- Exercise set:
1. From the Dáil debate on social welfare benefits, list the groups of people that carers are said to keep in their own homes.
2. According to the Dáil debate on social welfare benefits, how many family carers are there in the country at present?
3. Quote the Dáil debate on social welfare benefits starting at "Social Welfare Benefits" and ending at "their twilight years.".

- Document section:
________________

Dáil debates

Tuesday, 29 June 2010

 

Social Welfare Benefits

10:00 am

Photo of Lucinda CreightonLucinda Creighton (Dublin South East, Fine Gael)

I am very pleased to have an opportunity to raise the very important issue of the carer's allowance in the Chamber this evening. Everybody would agree that it is impossible to overstate the huge importance and the value of the role of carers in Irish society. In particular, I refer to the role they play and the great social value of the work they do in keeping families together, binding communities and keeping people with disabilities, people with medical problems and older people in their own homes, and helping them avoid the fate of being consigned to nursing homes and surrounded by strangers, even though these may be health care professionals. People deserve to live in a family environment and should be afforded the dignity of availing of this in their twilight years.

Carers also have a very important monetary impact on Irish society. There are 161,000 family carers in this country at present. It is estimated that they contribute the monetary equivalent of €2.5 billion to the economy each year through the amount of hours they invest in caring for family members. We cannot afford to ignore that.

________________

- Record set:
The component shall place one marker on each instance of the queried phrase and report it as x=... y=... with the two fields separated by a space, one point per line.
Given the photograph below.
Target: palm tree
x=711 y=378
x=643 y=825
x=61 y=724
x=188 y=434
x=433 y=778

________________

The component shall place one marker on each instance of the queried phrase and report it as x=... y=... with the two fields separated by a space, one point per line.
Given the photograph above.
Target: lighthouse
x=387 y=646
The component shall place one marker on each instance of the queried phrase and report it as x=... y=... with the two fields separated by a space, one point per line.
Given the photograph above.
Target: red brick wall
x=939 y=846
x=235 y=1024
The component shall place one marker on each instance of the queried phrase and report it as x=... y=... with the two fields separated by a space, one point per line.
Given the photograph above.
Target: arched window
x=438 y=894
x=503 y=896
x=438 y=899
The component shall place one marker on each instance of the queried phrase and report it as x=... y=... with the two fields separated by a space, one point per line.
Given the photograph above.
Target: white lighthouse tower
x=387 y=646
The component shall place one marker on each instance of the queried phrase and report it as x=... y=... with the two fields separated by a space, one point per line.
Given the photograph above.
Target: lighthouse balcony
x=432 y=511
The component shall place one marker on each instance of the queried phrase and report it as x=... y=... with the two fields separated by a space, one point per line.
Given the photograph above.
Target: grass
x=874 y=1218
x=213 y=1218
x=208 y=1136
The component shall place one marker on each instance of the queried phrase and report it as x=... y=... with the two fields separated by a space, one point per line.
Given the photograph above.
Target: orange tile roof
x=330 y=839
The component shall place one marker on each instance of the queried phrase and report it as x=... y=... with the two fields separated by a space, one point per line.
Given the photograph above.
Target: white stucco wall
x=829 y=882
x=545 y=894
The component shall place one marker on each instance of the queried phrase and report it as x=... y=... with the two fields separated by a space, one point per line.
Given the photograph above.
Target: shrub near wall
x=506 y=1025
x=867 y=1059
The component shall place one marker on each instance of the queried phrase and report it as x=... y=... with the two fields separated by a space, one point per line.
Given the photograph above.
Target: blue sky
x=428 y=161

________________

- Task-by-task results:
1. People with disabilities, people with medical problems, and older people.

2. There are 161,000 family carers.

3.
Social Welfare Benefits

10:00 am

Photo of Lucinda CreightonLucinda Creighton (Dublin South East, Fine Gael)

I am very pleased to have an opportunity to raise the very important issue of the carer's allowance in the Chamber this evening. Everybody would agree that it is impossible to overstate the huge importance and the value of the role of carers in Irish society. In particular, I refer to the role they play and the great social value of the work they do in keeping families together, binding communities and keeping people with disabilities, people with medical problems and older people in their own homes, and helping them avoid the fate of being consigned to nursing homes and surrounded by strangers, even though these may be health care professionals. People deserve to live in a family environment and should be afforded the dignity of availing of this in their twilight years.